**Text**
========================

Examining the famous Victorian anuses of ‘Fanny and Stella’

(bv Mark Simpson, the Independent)

“I had never seen anything like it before… I do not in my practise ever remember to have seen such an appearance of the anus, as those of the prisoners presented.”

So testified Dr Paul in shocked tones at the trial of Frederick Park and Ernest Boulton, two young, crossdressing clerks charged with sodomy in 1870 – a crime that then carried a penalty of a lifetime’s penal servitude.

Park and Boulton had been arrested in the Strand Theatre dressed as their coquettish, lascivious alter egos Fanny and Stella. The trial of “The Funny He-She Ladies” as the press dubbed them, was the sensation of the age. Largely forgotten until now, Neil McKenna’s highly readable recounting in Fanny and Stella: The Young Men Who Shocked Victorian England brings it roaring back to life.

According to the medical authorities of the day, the signs of sodomy were easily detectable. A wearing away of the rugae around the anus, making it resemble the female labia. Elongation of the penis, caused by the “traction” of sodomy. And dilation.

Dilation was the biggie. The way one tested for it was by the insertion of a professional finger. Repeatedly. If the sphincter failed to show enough resistance to the expert finger-fucking then you were dealing, alas, with a sodomite.

The appalled police doctor was, as we’ve seen, convinced he had fingered major sodomites. Six more doctors lined up to inspect the upraised rectums of Park and Boulton and insert their digits, repeatedly. After two fetid hours, five declared there were no signs of sodomy to be found on or in either arrested anus.

In fact, both Park and Boulton were guilty as proverbial sin. Their bottoms had been rogered senseless by half of London – though, unlike the good doctors, their partners usually paid. From respectable middle-class backgrounds they enjoyed working as brazen, hooting cross-dressing prostitutes in the evening, as you do.

The single dissenting doctor had a few years earlier treated Park repeatedly for a syphilitic sore in his anus.

========================

**Your tasks**
a) The article on the Fanny and Stella trial names the signs of sodomy that medical authorities of the day relied on. List all of them.
b) From the article on the Fanny and Stella trial, extract the passage that begins at the words "In fact, both" and stops after "evening, as you do.", with no changes.
c) Extend the article on the 1870 trial of Park and Boulton, picking up after its final sentence.

========================

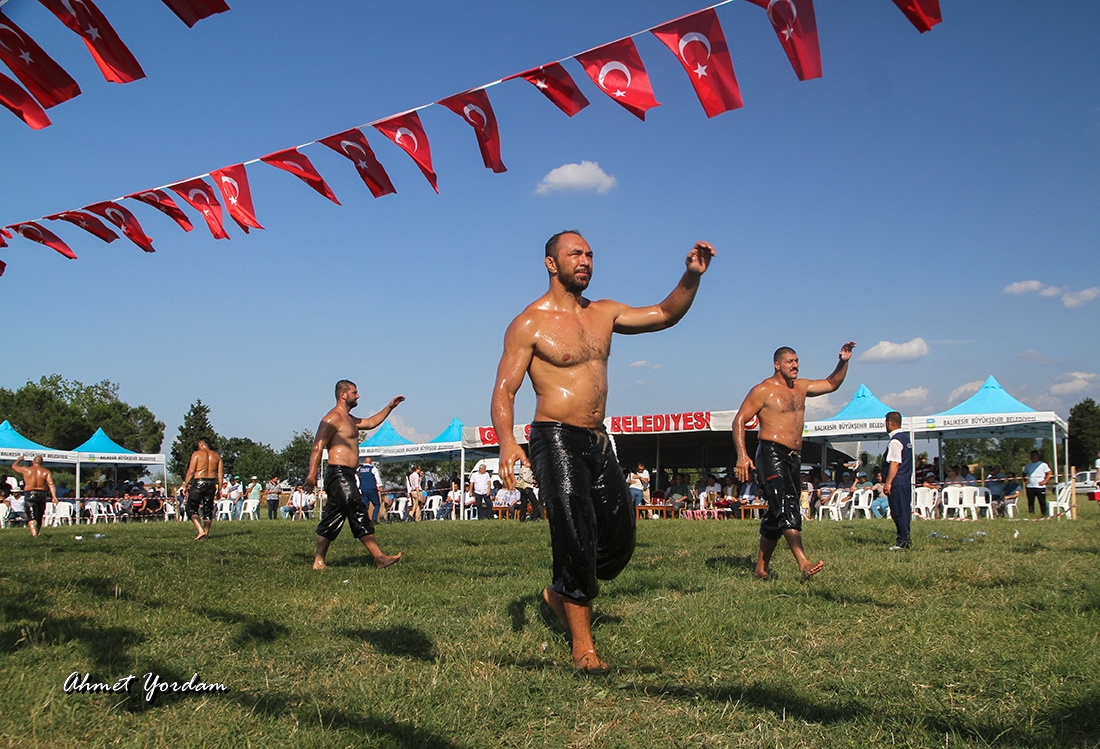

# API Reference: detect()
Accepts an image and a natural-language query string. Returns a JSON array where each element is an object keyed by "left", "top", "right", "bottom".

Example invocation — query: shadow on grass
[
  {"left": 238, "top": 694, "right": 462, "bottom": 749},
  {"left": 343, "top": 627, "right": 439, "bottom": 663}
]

========================

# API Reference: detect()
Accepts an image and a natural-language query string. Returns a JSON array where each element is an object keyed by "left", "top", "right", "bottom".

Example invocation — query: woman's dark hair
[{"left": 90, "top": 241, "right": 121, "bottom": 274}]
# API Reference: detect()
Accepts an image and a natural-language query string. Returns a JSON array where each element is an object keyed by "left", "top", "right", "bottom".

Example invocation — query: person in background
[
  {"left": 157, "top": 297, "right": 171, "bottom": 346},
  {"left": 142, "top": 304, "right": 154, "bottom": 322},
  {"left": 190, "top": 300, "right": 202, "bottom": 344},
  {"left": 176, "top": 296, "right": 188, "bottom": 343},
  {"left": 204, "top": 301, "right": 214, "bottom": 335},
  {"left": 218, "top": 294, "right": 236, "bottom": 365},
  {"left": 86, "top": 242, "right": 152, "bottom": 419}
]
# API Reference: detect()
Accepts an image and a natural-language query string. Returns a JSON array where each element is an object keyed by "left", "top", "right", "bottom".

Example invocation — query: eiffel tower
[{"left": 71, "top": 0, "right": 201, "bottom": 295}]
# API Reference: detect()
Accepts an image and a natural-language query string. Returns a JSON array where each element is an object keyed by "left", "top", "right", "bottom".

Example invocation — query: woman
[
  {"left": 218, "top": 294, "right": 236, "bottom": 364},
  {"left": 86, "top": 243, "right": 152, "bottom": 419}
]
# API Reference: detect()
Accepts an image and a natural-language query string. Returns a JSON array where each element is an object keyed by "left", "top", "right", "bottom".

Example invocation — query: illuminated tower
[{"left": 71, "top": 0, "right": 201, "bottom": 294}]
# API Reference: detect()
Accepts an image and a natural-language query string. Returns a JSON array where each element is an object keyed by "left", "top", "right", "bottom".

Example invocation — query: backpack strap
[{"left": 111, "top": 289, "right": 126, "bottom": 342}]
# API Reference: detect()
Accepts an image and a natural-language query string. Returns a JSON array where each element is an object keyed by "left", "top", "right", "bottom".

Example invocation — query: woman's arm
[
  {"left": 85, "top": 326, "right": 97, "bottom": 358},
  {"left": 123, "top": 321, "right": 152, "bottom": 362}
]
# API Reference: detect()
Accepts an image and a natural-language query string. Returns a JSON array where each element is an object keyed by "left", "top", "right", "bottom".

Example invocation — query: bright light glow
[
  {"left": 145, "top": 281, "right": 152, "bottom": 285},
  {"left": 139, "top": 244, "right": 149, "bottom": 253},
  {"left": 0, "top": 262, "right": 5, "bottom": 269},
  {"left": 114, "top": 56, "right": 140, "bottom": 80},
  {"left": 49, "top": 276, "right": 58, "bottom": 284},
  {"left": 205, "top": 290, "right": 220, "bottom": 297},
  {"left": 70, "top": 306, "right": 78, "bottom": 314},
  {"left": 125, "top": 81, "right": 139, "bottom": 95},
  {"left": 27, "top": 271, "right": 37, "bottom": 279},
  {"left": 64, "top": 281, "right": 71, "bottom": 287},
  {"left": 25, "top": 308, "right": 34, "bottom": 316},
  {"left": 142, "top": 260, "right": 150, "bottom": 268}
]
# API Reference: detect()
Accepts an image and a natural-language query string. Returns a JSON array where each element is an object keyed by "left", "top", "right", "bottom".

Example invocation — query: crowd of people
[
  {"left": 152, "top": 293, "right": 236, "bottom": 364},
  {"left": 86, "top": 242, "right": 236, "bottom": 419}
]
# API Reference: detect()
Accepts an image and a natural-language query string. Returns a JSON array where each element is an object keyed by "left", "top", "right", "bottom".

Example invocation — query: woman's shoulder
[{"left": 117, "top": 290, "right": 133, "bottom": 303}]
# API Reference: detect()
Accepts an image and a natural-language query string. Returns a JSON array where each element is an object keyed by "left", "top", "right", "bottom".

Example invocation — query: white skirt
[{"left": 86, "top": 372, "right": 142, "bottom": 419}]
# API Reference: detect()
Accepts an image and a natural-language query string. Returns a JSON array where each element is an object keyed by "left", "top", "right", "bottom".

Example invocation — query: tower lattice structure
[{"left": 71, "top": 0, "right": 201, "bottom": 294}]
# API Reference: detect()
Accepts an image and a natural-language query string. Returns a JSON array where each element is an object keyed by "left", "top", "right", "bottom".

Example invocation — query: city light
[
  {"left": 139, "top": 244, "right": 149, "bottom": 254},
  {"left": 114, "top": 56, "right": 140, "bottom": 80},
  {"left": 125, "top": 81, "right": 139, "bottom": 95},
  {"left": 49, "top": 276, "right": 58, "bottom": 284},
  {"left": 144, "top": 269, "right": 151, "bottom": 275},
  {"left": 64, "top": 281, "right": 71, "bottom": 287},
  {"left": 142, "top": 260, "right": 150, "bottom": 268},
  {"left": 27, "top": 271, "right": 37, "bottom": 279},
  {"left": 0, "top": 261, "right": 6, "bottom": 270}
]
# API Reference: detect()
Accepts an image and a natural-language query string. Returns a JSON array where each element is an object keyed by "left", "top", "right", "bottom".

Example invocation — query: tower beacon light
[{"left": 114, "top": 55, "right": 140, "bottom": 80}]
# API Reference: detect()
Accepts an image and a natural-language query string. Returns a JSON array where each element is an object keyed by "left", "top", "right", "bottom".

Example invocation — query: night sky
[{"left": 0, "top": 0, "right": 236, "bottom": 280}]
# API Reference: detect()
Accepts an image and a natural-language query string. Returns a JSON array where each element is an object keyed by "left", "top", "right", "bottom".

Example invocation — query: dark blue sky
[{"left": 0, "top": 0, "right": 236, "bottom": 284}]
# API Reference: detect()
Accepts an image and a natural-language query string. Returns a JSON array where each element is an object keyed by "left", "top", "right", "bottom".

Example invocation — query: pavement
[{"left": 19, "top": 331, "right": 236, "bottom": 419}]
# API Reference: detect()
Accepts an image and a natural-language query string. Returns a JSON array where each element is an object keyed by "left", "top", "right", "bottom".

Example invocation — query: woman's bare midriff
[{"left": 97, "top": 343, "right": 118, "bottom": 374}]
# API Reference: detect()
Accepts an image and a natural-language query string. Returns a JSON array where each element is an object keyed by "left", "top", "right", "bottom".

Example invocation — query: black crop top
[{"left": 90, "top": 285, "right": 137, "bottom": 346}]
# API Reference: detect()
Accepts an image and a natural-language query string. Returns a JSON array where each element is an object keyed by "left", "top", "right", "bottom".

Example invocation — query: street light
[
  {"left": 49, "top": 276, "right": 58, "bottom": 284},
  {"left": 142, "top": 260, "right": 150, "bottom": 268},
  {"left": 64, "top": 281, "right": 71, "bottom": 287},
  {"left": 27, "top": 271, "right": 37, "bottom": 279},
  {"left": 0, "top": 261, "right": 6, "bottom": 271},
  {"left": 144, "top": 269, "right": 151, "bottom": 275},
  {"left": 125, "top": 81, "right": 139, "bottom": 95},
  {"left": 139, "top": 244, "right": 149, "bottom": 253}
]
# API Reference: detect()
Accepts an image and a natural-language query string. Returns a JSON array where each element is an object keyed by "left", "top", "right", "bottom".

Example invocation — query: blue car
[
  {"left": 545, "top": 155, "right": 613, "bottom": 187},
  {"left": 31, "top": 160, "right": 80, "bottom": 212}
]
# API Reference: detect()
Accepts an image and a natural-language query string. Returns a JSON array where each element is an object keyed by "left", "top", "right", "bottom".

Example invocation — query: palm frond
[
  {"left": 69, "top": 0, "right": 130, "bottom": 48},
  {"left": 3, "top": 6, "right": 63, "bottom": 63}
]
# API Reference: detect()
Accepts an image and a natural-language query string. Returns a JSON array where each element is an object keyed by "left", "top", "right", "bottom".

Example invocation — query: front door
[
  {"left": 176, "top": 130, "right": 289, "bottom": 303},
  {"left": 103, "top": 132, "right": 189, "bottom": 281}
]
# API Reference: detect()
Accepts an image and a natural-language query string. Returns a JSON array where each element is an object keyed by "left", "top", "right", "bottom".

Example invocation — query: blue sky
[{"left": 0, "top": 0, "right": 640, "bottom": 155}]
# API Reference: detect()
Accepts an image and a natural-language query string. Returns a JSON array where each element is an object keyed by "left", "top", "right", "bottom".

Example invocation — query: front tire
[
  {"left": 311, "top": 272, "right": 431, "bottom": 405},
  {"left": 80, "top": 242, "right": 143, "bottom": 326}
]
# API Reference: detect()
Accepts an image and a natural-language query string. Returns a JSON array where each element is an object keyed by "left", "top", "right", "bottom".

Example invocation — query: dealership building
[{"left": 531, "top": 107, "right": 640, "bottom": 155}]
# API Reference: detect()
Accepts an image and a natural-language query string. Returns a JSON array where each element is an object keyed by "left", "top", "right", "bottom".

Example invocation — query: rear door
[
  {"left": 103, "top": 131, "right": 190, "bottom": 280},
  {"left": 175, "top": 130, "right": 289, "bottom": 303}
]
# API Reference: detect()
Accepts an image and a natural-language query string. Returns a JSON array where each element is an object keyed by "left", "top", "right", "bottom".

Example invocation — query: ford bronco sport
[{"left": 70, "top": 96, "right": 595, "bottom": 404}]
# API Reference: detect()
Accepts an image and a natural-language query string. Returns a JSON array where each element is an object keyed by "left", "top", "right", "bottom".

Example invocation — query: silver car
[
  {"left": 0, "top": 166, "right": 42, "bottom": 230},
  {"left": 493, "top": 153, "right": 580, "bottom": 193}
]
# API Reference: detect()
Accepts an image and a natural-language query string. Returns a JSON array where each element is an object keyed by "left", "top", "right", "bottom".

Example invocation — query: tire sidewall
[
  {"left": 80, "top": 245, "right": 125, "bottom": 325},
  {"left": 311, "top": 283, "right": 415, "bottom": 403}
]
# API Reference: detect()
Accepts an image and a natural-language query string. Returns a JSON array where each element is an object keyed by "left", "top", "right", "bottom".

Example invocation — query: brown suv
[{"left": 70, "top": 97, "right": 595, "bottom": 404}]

========================

**Results**
a)
- A wearing away of the rugae around the anus, making it resemble the female labia
- Elongation of the penis, caused by the "traction" of sodomy
- Dilation

b)
In fact, both Park and Boulton were guilty as proverbial sin. Their bottoms had been rogered senseless by half of London – though, unlike the good doctors, their partners usually paid. From respectable middle-class backgrounds they enjoyed working as brazen, hooting cross-dressing prostitutes in the evening, as you do.

c)
But because the medical probing had produced the opposite medical opinion to the one hoped for – and because sodomy was such a serious offence (carrying a penalty of life with hard labour) – the Attorney-General had to withdraw all charges of actual sodomy.

Instead Boulton and Park were charged with the vaguer but still serious catch-all “conspiracy to solicit, induce, procure and endeavour to persuade persons unknown to commit buggery”.

Seventeen dresses and gowns; quantities of skirts and petticoats; bodices and blouses; cloaks and shawls; ladies’ unmentionables, all a bit whiffy and worse for (working) wear, were paraded through the court as evidence.

Although cross-dressing was not in itself a crime, and was actually a popular form of burlesque entertainment at the time in which both Fanny and Stella had enjoyed some success, the Victorian state was keen to make the case – presented by Attorney General Sir Robert Collier himself – that their cross-dressing was part and parcel of their abominable sodomy and the “confusion” of the natural and godly gender order it represented.

The male anus dressed as a vagina.

This approach also backfired, spectacularly. Digby Seymour for the defence asked the court:

“Would young men engaged in the exchange of wicked and accursed embraces put on the dresses of women and go to theatres and public places for the purpose of exciting each other to the commission of this outrageous crime?”

In other words, the very obviousness and shamelessness of Stella and Fanny’s (deliciously outrageous) behaviour was presented as proof that they could not possibly be guilty. Which, in a strange, 20th-century gay pride sense, was sort of true.

But the defence’s ace in the, er, hole was a final, irresistible appeal to patriotism. “I trust that you will pronounce by your verdict,” intoned Digby Seymour, “that London is not cursed with the sins of Sodom, or Westminster tainted with the vices of Gomorrah.”

The jury did its duty and the “foolish” young men, as their defence termed them, were acquitted – having fooled most of their customers, the doctors, the courts, and the imperious Victorian state.